> [Problem requirements] Could you copy every one of the records below word for word, leaving the pictures out?
# Stored records start
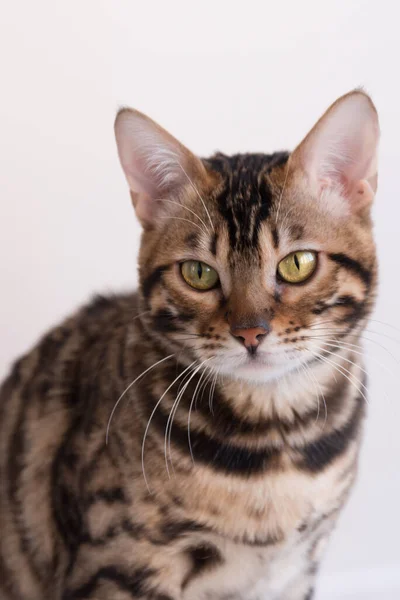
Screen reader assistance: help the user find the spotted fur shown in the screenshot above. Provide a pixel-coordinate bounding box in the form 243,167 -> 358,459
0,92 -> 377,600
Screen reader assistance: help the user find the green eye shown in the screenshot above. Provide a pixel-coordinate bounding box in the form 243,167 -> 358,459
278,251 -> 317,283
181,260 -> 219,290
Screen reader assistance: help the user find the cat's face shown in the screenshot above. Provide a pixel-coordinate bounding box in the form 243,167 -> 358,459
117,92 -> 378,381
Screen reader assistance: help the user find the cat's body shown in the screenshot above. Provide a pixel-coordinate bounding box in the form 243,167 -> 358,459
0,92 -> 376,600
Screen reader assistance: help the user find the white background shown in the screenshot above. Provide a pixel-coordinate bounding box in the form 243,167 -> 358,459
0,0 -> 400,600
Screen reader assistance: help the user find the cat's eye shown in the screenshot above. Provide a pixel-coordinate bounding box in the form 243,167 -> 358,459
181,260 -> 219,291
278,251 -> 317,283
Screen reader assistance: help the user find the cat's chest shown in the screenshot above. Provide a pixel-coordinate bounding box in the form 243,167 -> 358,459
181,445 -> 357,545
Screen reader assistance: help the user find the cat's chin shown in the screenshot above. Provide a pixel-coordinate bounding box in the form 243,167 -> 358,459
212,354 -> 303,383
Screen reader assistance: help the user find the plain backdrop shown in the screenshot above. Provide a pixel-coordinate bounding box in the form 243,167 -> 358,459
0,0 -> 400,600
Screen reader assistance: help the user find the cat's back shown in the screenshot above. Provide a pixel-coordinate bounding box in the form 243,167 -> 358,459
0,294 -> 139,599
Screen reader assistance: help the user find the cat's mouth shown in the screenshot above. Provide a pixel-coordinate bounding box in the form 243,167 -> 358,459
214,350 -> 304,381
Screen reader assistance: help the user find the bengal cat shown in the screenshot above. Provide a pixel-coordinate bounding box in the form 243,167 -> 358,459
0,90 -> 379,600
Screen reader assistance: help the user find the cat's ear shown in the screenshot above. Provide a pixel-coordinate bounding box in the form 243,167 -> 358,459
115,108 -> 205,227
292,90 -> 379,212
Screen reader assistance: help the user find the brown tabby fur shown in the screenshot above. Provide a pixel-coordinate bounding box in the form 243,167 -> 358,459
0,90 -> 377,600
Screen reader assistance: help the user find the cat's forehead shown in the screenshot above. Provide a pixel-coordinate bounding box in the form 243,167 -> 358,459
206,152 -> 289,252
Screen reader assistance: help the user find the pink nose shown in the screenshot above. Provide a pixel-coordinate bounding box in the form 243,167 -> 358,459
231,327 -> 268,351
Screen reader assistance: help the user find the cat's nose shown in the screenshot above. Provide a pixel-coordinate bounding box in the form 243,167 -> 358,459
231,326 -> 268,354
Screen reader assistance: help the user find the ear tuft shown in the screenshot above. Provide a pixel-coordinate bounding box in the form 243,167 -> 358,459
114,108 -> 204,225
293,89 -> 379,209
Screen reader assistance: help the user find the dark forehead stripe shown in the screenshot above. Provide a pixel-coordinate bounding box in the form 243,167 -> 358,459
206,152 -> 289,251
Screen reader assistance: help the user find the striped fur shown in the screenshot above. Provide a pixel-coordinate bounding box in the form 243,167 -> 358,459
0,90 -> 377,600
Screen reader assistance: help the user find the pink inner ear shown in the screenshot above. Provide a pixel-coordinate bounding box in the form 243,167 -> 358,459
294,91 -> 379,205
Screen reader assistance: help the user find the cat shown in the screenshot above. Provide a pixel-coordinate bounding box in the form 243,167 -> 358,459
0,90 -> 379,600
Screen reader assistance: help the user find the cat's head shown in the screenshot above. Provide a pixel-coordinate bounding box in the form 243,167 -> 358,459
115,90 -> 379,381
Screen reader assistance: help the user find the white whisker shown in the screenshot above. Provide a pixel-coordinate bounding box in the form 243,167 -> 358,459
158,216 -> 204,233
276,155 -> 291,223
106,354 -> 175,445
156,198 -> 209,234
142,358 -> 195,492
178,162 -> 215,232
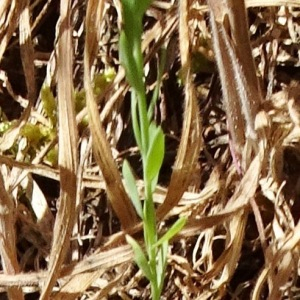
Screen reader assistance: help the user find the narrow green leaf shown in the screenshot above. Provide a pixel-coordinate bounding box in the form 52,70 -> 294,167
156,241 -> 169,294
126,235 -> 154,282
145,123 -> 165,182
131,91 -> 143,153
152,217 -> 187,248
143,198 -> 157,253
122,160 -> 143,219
# Stored records end
> [Completed task]
Screen reader assistance: help the user find the spotted fur shown in the screenshot above. Provide a pixel-coordinate bounding box in the form 243,167 -> 358,459
0,92 -> 377,600
Screen reader assistance: help the user find the green eye shown in the screenshot above. Provide a pixel-coordinate bounding box in the form 243,167 -> 358,459
278,251 -> 317,283
181,260 -> 219,290
Screen reader assistance: help the user find the cat's face shown in the screenshot above. Provide a pixel-coordinate bounding box in the form 243,167 -> 358,459
117,92 -> 378,381
Screen reader assistance: help the user find the cat's body shown in the screenshot above. Provide a pixel-coordinate bounding box in the form 243,167 -> 358,459
0,92 -> 376,600
Screen reader assistance: help the user find the white background shown in the screenshot above. Provide a pixel-coordinate bounding box in the form 243,167 -> 358,459
0,0 -> 400,600
Screen reader assistance: help the user find the cat's eye shown in the screenshot above. Provide a pixel-coordinate bounding box in the form 243,167 -> 358,459
181,260 -> 219,291
278,251 -> 317,283
Screen reader assistance: help the user find the cat's chest shown in the screenshot above. Provide a pixel-coordinate bounding box in the form 243,167 -> 358,459
181,445 -> 357,545
Screen reader assistance: help the user find the cat's chin shown in the screenshot above. Provide a pixel-coordinate bounding box in the form 243,167 -> 358,459
212,354 -> 303,383
Screen reader assistance: help the user find the plain backdrop shown in the screenshot above. Provide a pixel-coordinate bounding box in the form 243,167 -> 358,459
0,0 -> 400,600
Screen reader assistance: help the user find the cat's back shown in the screenshot above. Provide a pixel-coordinate bounding box in the form 243,167 -> 358,459
0,294 -> 139,599
Screen reader assistance: help the user find the cat's mouth shown in the screenshot above. Provide a pixel-coordinate bounding box in the form 243,167 -> 358,459
214,350 -> 304,381
Screen reader assistance: help the user find the bengal cat shown in the screenshot above. Provide a pixel-coordinate bounding box in the form 243,167 -> 358,459
0,90 -> 379,600
Screen reader assistance: help the user find the cat's ear shown in the screenshot above. Provide a pixel-coordinate bounding box in the form 243,167 -> 358,459
115,108 -> 205,227
292,90 -> 379,212
Screen reader assistance: help the user find the brown tabby fur shown in the screenshot above. Provide a pixel-coordinate bounding box in the form 243,167 -> 358,459
0,90 -> 377,600
Screen reader assistance: help the user find the cat's forehead shown in the screenshot above. Provide a pixel-coordinate bounding box in the form 243,167 -> 358,459
206,152 -> 289,252
Screen reader assistance: help the user find the pink nose shown in the screenshot above. Provide a pixel-coordinate bounding box in the form 243,167 -> 358,459
231,327 -> 268,351
Screen reader assistance: help the user find the cat's nose shown in the screenshot above. Provide a pixel-coordinate bounding box in the form 243,167 -> 358,459
231,326 -> 268,354
Screen reader assistance: help the user find the ear tuft shown in the screenshot above. Provide a pixel-coordinate bounding box in the form 243,167 -> 358,459
114,108 -> 204,225
293,89 -> 379,209
Screen reader assistance: help the user find the dark forehead stripe shown in the screenshot above. Provide a pixel-coordinate bounding box in the form 243,167 -> 358,459
206,152 -> 289,251
Screen reader assistance: help the user find the striped fur shown in the screenshot above. Provide a pixel-coordinate bounding box in the form 243,167 -> 358,459
0,90 -> 377,600
Screen reader assistance: help the user find the pink inner ear shown in the screenshot above. Provide a pixel-coordinate bounding box in the form 243,167 -> 358,459
294,91 -> 379,205
Screen reader assistance: help the user find the cat shown in the screenshot above. Provide a pixel-coordinate bounding box in the form 243,167 -> 358,459
0,90 -> 379,600
Screen reader assistance: help the user find the cat's head shown in the screenshot above. Provide a pixel-coordinate bounding box in the form 243,167 -> 358,459
115,90 -> 379,381
Screen reader assistance: help the user find the white whisker shown in the screenshot above. Provide a pixel-coordinate bounding box in the form 243,167 -> 358,459
158,216 -> 204,233
276,155 -> 291,223
106,354 -> 175,445
156,198 -> 209,234
142,358 -> 195,492
178,162 -> 215,232
Screen reader assistance: help the user find the narrow green leaf shown in the screenshot above. Provide a pixel-coordinate bounding box in the form 52,70 -> 294,167
156,241 -> 169,294
126,235 -> 154,282
145,123 -> 165,182
131,91 -> 143,153
152,217 -> 187,248
143,198 -> 157,253
122,160 -> 143,219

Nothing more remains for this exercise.